— START OF Quoted text —
I've decided that I'm going to give myself the 9th. It will be my day of each month to feel absolutely miserable and heartbroken and be okay with it. The 9th of August was by far the worst day of my life. It is the day that we had that horrible ultrasound that showed our baby was dead. Since we don't know what day he actually died, I'm letting that be the day be the day of his death because that is the day that the world came crashing down for me. He was actually born three days later-the most awful three days I've had to go through because I knew I was carrying my dead baby. He was born on the 12th. I've decided that I won't let that day be a bad one anymore. It will certainly be a day to remember, but I'm going to remember it as our day with Gabriel. It's the day that I got to hold my baby and love him for awhile before I had to really say goodbye. It's the only earthly day I had with him, outside my body, so I will cherish that I at least had that day.
So today was the 9th and it was rough. Today was 3 months, a quarter of a year. I can hardly believe it. I tried to have a normal day for my kids. I'm getting better about not letting them see me sad all of the time. I can't wait for nap time, when I can take a few minutes to let my pain out. I hate the days without nap time. Anyway, today in the car on the way to the dentist, Gabriel came up. I told the kids that it had been 3 months today, and Nick, who rarely says anything negative about Gabriel's death, and often mentions when we'll see him again so happily, said, " I wish that day had never happened. I wish he wasn't dead, Mom." Me too, buddy, me too.
— END OF Quoted text —
— START OF Data records —
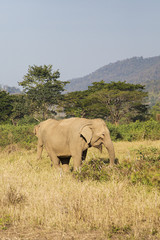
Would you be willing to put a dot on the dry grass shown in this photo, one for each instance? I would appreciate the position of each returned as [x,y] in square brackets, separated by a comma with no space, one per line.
[38,203]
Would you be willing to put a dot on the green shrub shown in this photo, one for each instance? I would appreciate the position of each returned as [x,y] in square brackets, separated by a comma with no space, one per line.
[144,170]
[135,131]
[21,135]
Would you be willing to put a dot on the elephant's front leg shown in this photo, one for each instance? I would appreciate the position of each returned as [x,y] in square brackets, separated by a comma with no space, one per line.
[77,161]
[39,150]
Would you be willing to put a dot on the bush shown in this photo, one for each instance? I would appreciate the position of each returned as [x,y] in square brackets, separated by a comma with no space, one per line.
[135,131]
[21,135]
[144,170]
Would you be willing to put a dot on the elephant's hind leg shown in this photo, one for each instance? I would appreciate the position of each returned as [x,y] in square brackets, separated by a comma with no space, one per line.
[54,160]
[65,163]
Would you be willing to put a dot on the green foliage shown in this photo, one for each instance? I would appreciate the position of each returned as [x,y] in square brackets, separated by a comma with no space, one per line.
[5,106]
[135,131]
[21,135]
[143,170]
[42,88]
[115,102]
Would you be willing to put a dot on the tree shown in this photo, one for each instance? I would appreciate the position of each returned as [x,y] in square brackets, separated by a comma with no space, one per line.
[22,106]
[115,102]
[42,88]
[5,106]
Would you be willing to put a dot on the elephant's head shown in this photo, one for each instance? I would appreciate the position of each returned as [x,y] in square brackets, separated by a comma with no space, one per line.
[96,133]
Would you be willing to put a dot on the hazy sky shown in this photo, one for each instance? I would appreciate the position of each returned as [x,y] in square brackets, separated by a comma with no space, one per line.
[75,36]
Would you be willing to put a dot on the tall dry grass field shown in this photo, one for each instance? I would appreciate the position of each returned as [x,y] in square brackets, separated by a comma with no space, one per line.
[38,203]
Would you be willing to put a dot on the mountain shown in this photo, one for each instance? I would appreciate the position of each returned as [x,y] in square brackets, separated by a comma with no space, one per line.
[135,70]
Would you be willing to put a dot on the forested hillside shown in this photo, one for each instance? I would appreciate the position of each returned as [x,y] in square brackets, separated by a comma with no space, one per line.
[134,70]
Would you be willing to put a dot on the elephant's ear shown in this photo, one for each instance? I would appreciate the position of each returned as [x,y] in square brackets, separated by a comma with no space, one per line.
[86,133]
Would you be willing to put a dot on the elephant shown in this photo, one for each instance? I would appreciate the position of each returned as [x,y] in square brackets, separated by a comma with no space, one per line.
[38,130]
[72,137]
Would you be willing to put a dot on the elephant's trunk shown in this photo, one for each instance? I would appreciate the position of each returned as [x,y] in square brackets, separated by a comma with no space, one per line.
[109,146]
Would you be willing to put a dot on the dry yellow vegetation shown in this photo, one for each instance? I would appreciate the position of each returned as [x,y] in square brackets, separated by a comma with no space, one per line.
[38,203]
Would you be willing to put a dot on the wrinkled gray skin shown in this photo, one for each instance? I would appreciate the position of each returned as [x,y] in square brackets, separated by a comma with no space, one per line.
[39,131]
[71,138]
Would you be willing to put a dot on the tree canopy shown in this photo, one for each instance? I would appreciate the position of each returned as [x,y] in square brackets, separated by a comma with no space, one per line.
[43,88]
[115,102]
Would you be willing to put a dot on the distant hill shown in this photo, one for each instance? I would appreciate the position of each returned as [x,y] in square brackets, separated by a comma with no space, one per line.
[134,70]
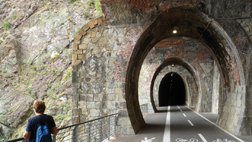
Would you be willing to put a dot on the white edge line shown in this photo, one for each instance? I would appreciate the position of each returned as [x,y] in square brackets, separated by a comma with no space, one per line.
[202,137]
[190,122]
[167,131]
[217,126]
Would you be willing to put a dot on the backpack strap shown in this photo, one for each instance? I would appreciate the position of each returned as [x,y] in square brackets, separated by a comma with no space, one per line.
[35,120]
[47,118]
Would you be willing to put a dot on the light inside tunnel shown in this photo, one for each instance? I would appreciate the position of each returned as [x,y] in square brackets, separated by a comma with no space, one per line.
[175,93]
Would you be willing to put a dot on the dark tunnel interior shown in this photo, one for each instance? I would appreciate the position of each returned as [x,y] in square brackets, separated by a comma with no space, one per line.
[171,90]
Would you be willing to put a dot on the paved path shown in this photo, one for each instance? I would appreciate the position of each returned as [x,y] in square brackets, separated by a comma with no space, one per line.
[181,124]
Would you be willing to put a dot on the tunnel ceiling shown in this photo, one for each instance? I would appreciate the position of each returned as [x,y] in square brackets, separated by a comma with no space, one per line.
[189,22]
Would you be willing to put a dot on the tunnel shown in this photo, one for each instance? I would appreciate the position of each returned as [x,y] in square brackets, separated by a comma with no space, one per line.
[172,90]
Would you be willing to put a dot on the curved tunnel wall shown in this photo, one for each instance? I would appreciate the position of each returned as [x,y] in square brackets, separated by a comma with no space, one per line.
[184,64]
[214,38]
[172,90]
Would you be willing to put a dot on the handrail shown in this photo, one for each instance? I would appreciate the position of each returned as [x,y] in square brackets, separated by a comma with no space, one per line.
[74,125]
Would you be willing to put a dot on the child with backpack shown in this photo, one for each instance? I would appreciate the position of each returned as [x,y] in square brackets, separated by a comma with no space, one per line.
[40,127]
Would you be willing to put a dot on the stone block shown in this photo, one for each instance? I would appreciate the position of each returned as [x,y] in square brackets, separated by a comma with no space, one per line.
[77,52]
[99,97]
[98,34]
[85,27]
[94,40]
[94,112]
[95,21]
[123,113]
[98,104]
[80,57]
[76,62]
[99,21]
[122,121]
[90,97]
[82,32]
[86,40]
[74,57]
[76,41]
[75,46]
[90,105]
[78,36]
[110,105]
[83,106]
[83,46]
[91,24]
[83,97]
[92,34]
[127,130]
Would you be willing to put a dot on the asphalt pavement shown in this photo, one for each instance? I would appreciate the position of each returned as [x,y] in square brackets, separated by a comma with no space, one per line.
[181,124]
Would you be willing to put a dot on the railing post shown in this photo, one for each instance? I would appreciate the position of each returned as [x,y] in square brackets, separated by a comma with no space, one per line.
[109,128]
[89,132]
[54,138]
[100,130]
[74,138]
[115,125]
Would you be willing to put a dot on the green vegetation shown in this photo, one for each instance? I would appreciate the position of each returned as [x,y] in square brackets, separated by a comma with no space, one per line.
[4,36]
[72,1]
[91,3]
[6,25]
[98,6]
[60,117]
[14,16]
[69,72]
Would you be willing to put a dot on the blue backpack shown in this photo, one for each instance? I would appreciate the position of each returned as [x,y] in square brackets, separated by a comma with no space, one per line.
[43,134]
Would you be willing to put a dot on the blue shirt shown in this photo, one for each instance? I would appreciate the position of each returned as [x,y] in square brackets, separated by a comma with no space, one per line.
[32,125]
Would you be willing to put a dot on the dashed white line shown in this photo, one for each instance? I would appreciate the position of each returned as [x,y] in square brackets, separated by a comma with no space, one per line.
[184,114]
[167,131]
[203,139]
[217,125]
[190,122]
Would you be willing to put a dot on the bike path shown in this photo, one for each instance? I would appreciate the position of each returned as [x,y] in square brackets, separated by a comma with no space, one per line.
[184,125]
[187,126]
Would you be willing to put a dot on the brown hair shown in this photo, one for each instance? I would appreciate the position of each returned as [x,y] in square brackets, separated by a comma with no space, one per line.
[39,106]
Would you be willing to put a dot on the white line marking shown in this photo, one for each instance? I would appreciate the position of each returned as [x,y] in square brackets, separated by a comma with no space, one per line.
[190,122]
[167,131]
[184,114]
[217,126]
[203,139]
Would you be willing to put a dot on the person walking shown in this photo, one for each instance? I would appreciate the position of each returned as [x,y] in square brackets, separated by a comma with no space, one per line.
[40,118]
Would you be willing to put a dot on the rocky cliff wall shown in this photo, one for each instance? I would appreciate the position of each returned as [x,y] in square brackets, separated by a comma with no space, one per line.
[36,38]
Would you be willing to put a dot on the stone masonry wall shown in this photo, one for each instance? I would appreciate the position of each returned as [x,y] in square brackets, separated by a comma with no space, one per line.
[99,74]
[184,48]
[191,88]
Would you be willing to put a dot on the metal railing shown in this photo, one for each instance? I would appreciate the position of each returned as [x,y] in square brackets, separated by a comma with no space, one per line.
[96,130]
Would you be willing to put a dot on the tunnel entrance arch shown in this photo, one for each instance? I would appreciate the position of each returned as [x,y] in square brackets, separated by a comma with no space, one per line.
[172,90]
[178,62]
[189,22]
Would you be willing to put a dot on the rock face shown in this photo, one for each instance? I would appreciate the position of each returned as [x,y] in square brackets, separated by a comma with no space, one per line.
[31,33]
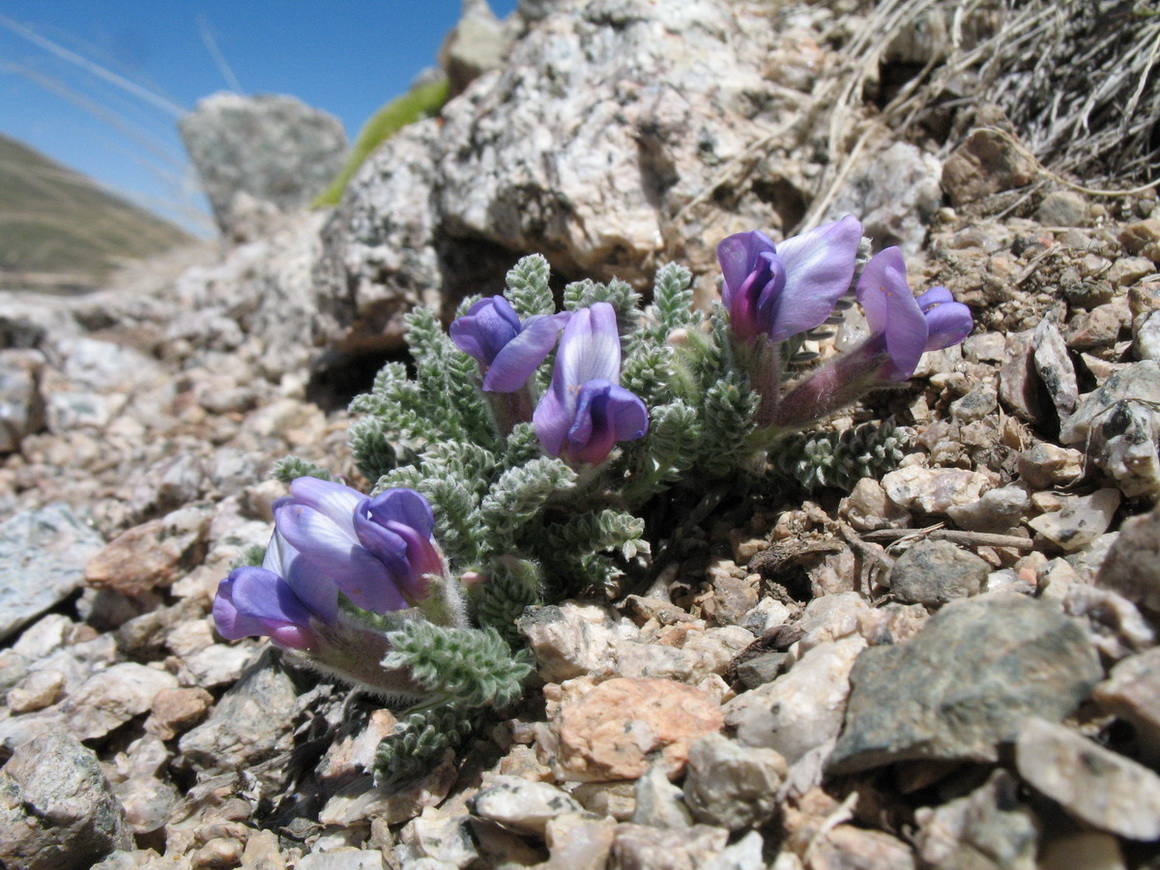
— END OF Data records —
Problem:
Reproduce the blog post about Gabriel in full, word for word.

The reply:
I've decided that I'm going to give myself the 9th. It will be my day of each month to feel absolutely miserable and heartbroken and be okay with it. The 9th of August was by far the worst day of my life. It is the day that we had that horrible ultrasound that showed our baby was dead. Since we don't know what day he actually died, I'm letting that be the day be the day of his death because that is the day that the world came crashing down for me. He was actually born three days later-the most awful three days I've had to go through because I knew I was carrying my dead baby. He was born on the 12th. I've decided that I won't let that day be a bad one anymore. It will certainly be a day to remember, but I'm going to remember it as our day with Gabriel. It's the day that I got to hold my baby and love him for awhile before I had to really say goodbye. It's the only earthly day I had with him, outside my body, so I will cherish that I at least had that day.
So today was the 9th and it was rough. Today was 3 months, a quarter of a year. I can hardly believe it. I tried to have a normal day for my kids. I'm getting better about not letting them see me sad all of the time. I can't wait for nap time, when I can take a few minutes to let my pain out. I hate the days without nap time. Anyway, today in the car on the way to the dentist, Gabriel came up. I told the kids that it had been 3 months today, and Nick, who rarely says anything negative about Gabriel's death, and often mentions when we'll see him again so happily, said, " I wish that day had never happened. I wish he wasn't dead, Mom." Me too, buddy, me too.